## [Requirements]
Render the lines below as a JSON list of strings, one string per line and no blank lines, covering only the span that begins at the line containing "You are given the above image. An instance of snow texture" and ends with the last line.

Extracted data entries
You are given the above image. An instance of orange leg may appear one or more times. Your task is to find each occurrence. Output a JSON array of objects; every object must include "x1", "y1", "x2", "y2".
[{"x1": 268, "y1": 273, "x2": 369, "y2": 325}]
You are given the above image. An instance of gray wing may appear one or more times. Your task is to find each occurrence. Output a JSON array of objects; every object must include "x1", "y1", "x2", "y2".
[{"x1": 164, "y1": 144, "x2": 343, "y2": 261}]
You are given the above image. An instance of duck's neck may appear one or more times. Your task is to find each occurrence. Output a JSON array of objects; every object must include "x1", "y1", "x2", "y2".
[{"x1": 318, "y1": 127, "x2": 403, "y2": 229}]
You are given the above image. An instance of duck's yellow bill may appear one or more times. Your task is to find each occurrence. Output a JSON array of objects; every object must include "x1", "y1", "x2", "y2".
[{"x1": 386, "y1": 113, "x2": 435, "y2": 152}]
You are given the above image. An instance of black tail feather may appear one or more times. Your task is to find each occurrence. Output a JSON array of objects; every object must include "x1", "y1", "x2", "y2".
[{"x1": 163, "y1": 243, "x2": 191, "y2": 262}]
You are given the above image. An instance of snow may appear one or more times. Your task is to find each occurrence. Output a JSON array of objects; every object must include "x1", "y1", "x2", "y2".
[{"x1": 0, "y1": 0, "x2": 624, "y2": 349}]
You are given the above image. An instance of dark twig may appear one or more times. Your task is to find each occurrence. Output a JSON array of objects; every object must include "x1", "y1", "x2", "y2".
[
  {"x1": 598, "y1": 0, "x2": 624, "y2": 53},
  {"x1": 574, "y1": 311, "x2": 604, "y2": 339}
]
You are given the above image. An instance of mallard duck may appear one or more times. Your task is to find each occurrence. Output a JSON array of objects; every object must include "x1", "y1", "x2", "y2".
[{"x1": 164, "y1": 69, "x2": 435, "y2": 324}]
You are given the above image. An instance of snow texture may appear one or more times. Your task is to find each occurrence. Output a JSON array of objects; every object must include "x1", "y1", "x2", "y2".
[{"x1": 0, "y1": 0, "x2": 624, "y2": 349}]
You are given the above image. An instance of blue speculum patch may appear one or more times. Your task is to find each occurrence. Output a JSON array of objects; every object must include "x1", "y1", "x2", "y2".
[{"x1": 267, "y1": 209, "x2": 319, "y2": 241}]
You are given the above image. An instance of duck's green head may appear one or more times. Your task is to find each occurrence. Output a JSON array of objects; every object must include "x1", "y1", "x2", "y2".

## [The result]
[
  "You are given the above image. An instance of snow texture may appear one or more times. Your task is to find each occurrence. Output a JSON array of objects; every object must include \"x1\", \"y1\", \"x2\", \"y2\".",
  "[{\"x1\": 0, \"y1\": 0, \"x2\": 624, \"y2\": 349}]",
  "You are given the above image. An instance of blue speculum patch may appear one or more times. Your task is to find each occurrence. Output a JSON array of objects; every object must include \"x1\", \"y1\", \"x2\", \"y2\".",
  "[{\"x1\": 267, \"y1\": 209, \"x2\": 319, \"y2\": 241}]",
  "You are given the above image. An instance of duck's green head may appear one or more times. Your task is to find each occurrence. Output a JSON array of objects; every object must include \"x1\", \"y1\", \"x2\", \"y2\"."
]